(Dataset entries)
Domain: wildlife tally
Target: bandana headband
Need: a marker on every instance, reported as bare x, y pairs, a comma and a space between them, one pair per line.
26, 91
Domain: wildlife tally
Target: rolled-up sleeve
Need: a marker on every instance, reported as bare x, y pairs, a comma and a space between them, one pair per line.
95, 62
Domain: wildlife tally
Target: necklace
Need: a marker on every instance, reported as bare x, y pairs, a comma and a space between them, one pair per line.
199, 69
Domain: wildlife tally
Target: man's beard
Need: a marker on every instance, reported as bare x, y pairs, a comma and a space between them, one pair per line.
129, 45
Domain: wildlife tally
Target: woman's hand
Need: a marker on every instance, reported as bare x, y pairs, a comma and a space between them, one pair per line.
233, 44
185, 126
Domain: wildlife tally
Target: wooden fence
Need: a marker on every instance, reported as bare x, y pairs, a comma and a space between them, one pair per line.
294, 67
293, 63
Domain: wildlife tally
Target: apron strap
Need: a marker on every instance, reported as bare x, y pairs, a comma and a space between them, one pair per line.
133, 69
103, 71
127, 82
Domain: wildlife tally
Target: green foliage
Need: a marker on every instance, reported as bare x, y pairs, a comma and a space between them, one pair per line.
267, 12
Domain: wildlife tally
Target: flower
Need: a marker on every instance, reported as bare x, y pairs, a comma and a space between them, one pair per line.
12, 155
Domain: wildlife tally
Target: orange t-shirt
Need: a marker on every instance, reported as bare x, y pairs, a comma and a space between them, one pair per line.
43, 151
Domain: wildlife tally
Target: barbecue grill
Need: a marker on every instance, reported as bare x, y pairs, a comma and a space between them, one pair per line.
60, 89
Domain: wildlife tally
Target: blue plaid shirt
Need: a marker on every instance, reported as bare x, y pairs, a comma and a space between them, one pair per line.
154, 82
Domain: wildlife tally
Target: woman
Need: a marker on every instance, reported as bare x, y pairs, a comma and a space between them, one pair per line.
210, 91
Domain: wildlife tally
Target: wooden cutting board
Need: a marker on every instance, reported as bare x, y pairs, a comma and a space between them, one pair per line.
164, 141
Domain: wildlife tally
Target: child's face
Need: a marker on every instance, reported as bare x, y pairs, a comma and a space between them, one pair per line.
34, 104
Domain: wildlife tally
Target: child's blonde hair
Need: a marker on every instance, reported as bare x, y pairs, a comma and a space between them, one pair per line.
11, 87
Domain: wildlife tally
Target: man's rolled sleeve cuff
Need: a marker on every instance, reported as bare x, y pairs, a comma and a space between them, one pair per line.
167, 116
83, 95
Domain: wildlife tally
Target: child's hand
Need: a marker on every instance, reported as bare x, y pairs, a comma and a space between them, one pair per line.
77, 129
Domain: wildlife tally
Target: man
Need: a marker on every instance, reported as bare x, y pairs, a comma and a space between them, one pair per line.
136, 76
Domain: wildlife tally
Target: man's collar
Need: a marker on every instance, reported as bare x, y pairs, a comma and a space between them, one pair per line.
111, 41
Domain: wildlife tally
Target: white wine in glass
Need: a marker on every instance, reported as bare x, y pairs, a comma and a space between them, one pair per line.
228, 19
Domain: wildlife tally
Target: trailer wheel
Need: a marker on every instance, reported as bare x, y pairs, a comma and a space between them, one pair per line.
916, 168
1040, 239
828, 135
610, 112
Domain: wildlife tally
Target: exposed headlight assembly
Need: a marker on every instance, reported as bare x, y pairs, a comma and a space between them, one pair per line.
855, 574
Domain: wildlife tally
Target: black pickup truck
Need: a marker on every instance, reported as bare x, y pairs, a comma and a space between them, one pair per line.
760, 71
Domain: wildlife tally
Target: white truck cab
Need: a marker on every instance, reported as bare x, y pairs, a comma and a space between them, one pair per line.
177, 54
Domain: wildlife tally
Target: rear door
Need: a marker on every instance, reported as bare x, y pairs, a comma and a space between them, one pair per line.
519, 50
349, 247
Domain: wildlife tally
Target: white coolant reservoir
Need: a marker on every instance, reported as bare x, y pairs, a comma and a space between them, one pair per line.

#### [WORK ORDER]
Produce the records once again, exactly as they stand above.

#### [THE COMPLETED TASK]
Domain: wildlife tally
Target: bandana headband
Need: a marker on every instance, reported as bare x, y pairs, a comma and a space between them, one pair per line.
26, 91
Domain: wildlife tally
Target: rolled-up sleeve
Need: a marker on every instance, reported as bare x, y pairs, a comma and a space between them, one pair per line.
95, 62
Domain: wildlife tally
Target: necklace
Need: a marker on every instance, reported as bare x, y pairs, a comma and a space between them, one pair per line.
199, 69
Domain: wildlife tally
Target: man's beard
Need: a marker on every instance, reported as bare x, y pairs, a comma and a space between them, one pair per line.
129, 45
Domain: wildlife tally
Target: woman's hand
Need: a marker on every instance, reported as bare x, y pairs, a comma and a space between them, one pair per line.
233, 44
185, 126
Domain: wildlife tally
Target: wooden fence
Need: a marker on every instance, reported as bare x, y pairs, a comma and a space between them, one pair per line.
294, 67
293, 63
Domain: wildlife tally
Target: apron strap
Need: a marker on every instance, reported as bare x, y pairs, a comma and a space between them, one pair per line.
133, 69
103, 71
127, 82
Domain: wildlife tally
Target: green foliage
Need: a marker on every instance, reported as bare x, y pairs, a comma and a space between them, one pair per line.
267, 12
Domain: wildlife tally
Target: flower
Need: a marker on every instance, reported as bare x, y pairs, a comma and a space between them, one pair per line.
12, 155
Domain: wildlife tally
Target: orange t-shirt
Need: a marker on every instance, reported as bare x, y pairs, a comma and a space between them, one pair per line.
43, 151
Domain: wildlife tally
Target: barbecue grill
Need: a marker on every instance, reported as bare x, y pairs, a comma and a space between them, one pair per line.
60, 89
Domain: wildlife tally
Target: blue plaid shirt
Need: a marker on every instance, reported as bare x, y pairs, a comma and a space between them, one pair per line.
154, 82
Domain: wildlife tally
Target: woman
Need: a marker on every instance, reported as bare x, y pairs, a comma and a space between them, one pair per line.
210, 91
Domain: wildlife tally
Target: wooden cutting board
Need: a marker on every instance, reported as bare x, y pairs, a comma and a space between them, one pair per line.
164, 141
Domain: wildlife tally
Target: child's face
Need: a marker on every instance, reported as bare x, y pairs, a comma and a space between them, one pair per line.
34, 104
Domain: wildlife tally
Target: child's blonde hair
Need: a marker on every instance, reported as bare x, y pairs, a comma and a space between them, one pair per line.
11, 87
Domain: wildlife tally
Target: man's rolled sleeve cuff
Need: a marker on every instance, reported as bare x, y pairs, a comma and a space between them, one pair per line.
167, 116
83, 95
Domain: wildlife tally
Target: child's hand
Need: a marker on every instance, reported as bare x, y pairs, a comma and a space between them, one pair per line.
77, 129
Domain: wildlife tally
Target: man
Need: a marker on every instance, reported as bare x, y pairs, a comma and a space between them, one pair per line.
136, 76
Domain: wildlife tally
Target: man's collar
Need: a marker on every instance, reported as bare x, y pairs, a comma and a space between them, one pair per line.
111, 41
Domain: wildlife tally
Target: white wine in glass
Need: a marker on every instance, reported as bare x, y pairs, a comma and a space between them, one pair per line.
228, 19
Domain: wildlife tally
Target: trailer wheel
Need: a marker on every instance, reported as bare x, y pairs, a comma and a space between them, one pair per line.
916, 168
1040, 239
828, 135
610, 112
Domain: wildlife tally
Target: exposed headlight assembly
Need: a marker on every instance, reported as bare x, y pairs, a comma and a space between them, one pair per line.
855, 574
Domain: wildlife tally
Target: black pickup truck
Need: a marker on every instance, reported as bare x, y pairs, a comma and a space between them, one pair per line.
760, 71
Domain: wildlife tally
Target: white truck cab
Need: a marker on every instance, reported as bare x, y pairs, a comma and a space between them, one pair per line.
177, 54
Domain: wildlife tally
Target: rear door
Need: a marker on every instance, reported as bare x, y pairs, a comma and a space between them, one pair per line.
519, 50
349, 247
Domain: wildlife tally
Target: white coolant reservoir
Need: a marker on every instance, reported as bare x, y pairs, a comma and a space between them, one pair per line.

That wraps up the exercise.